> [Page extract]:
= Beginning of Section =
Reducing pressure in the container will
probably encourage the gas to leave the
liquid, but it'll also encourage the carboy
to implode. The CO2 will outgas over time.



  • Alson


Subject: Books (David Craft)
From: "Kemp, Alson" <>
Date: Tue, 18 Dec 2001 07:38:20 -0800

>I recently purchased Roger Morses book, 1980.
>I was a little dissappointed. It lacks
>recipes to a large degree.

I thought that Morse's book was the best >mead< book that

I could get my hands on. It certainly does lack recipes, though!

I don't know of any current mead-making books, but for

good wine-making books (mead is very winelike, eh?), check out
Pambianchi's Techniques in Home Winemaking and Jackisch's Modern

Others: Vargas' Making Wild Wines and Meads is a bit

unscientific for me. Gayre and Papazian's Brewing Mead is
primarily a historical record with 10 (weak) pages at the end on
mead making. Acton's Making Mead has lots of recipes but is old
and not very scientific, either.

Mead recipes are available on the web. Check out The web is really one of the best
sources of information on mead.

Anyone else know of any good mead books?



  • Alson


Subject: wet or dry corks
From: Chris Johnson <>
Date: Tue, 18 Dec 2001 13:48:28 -0800 (PST)

Hi all,
For those of you that cork your bottles of mead.
Do you put the cork in wet or dry? I heard that
putting the cork in wet could introduce bacteria
more easily into your special brew.
Also, at the supply store I go to in burbank
California they carry five different grades of corks.
The most expensive is
a "packed cork" 100 for 20$. My question is will it
really matter the quality of cork? I have some mead
that I might have the patience to leave alone for a
couple of years but I'm trying to save some for 3+
Thanks in advance


Subject: Re: Two most recent meads
From: Dan McFeeley <>
Date: Wed, 19 Dec 2001 10:54:14 -0500

On Fri, 14 Dec 2001, in MLD 891, Randall Stevenson wrote, in part:

>I cannot resist mentioning that the Winter Solstice is upon us (Dec.
>21st). It was a traditional time for the ancients in Western Europe to
>imbibe a horn of mead in celebration. They were not sure that the dying
>sun would come back, so when it did, they were relieved and held a
>celebration. The event was called Alban Arthan in the Celtic lands and
>Yule in the Norse lands. Still in Wales young men go wassailing around
>this time — a pot of apple juice is taken house to house singing songs
>where the dwellers would add sherry, port, wine, mead, etc. Producing
>the drink wassail. This is also the inspiration of the song "Wassailing
>We Will Go".

Wouldn't want to differ with celebrating the Winter solistice with a reverent
drinking of mead, but there probably wasn't that strong a connection between
the Celtic calendar year and that of the Norse. As near as we can tell, the
Celtic year was based on primarily on pastoral cycles, whereas a calendar
recognizing solstice and equinox events is a solar year. The insular Celts
of the British Isles celebrated Samain in November as the first day of the
New Year and a time when the crops had been gathered in preparation for
winter. Imbolc is the spring festival in honor of Brigid, a fertility
goddess. It was celebrated in February. May day is the feast of Beltaine,
or, the fires of Bel. It was celebrated by lighting bonfires and driving
cattle in circles, and was the time when the trees are given their "green
livery." Lugnasad, the first day of autumn, was a festival of first fruits.
= End of Section =
> [Supplied information]:
= Beginning of Section =
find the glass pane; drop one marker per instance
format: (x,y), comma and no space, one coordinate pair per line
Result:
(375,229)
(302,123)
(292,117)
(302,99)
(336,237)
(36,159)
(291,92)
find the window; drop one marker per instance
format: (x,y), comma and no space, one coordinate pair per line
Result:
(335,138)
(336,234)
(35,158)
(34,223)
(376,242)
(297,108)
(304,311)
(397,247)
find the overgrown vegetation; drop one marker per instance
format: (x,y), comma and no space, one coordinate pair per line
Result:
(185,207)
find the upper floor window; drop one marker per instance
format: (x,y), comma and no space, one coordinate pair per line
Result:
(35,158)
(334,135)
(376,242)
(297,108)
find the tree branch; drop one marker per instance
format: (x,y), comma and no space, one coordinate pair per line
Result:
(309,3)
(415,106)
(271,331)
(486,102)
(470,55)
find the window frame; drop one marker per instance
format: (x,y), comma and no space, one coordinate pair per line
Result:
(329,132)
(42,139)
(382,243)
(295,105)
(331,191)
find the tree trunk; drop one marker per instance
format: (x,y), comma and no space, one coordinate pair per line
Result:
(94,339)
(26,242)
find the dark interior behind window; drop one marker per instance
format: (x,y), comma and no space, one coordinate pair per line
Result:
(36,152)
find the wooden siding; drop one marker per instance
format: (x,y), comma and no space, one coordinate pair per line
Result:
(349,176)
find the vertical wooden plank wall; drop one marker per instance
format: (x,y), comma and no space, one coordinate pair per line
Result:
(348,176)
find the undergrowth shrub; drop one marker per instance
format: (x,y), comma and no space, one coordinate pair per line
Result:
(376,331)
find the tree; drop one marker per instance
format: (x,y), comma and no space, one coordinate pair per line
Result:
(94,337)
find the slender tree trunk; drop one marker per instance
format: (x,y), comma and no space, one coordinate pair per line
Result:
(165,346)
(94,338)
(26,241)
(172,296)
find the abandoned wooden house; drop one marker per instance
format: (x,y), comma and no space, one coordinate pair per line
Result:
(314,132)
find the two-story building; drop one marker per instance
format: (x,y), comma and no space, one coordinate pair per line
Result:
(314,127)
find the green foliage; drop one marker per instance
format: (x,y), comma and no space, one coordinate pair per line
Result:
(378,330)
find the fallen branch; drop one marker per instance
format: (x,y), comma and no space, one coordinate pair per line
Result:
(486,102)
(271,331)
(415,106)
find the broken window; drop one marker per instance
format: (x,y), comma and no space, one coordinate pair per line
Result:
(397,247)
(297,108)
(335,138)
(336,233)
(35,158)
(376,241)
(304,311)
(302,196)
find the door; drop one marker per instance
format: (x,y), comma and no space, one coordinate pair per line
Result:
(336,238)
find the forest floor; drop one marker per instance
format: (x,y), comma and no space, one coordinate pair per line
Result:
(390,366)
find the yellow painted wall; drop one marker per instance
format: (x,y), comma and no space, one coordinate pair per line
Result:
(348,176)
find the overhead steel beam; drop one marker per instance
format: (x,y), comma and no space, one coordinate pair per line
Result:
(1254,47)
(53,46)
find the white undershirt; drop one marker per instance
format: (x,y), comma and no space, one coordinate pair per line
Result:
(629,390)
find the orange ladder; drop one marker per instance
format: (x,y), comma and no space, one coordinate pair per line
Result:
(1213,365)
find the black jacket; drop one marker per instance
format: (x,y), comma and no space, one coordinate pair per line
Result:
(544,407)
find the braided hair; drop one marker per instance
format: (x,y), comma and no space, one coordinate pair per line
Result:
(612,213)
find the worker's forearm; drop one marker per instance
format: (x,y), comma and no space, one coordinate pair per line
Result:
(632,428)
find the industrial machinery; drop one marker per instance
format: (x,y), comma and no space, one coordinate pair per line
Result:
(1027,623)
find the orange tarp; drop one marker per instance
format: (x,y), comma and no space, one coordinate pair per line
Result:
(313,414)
= End of Section =
> [Activity]: In the mead mailing-list extract, in which month did the insular Celts of the British Isles celebrate Samain?

> [Exercise output]: November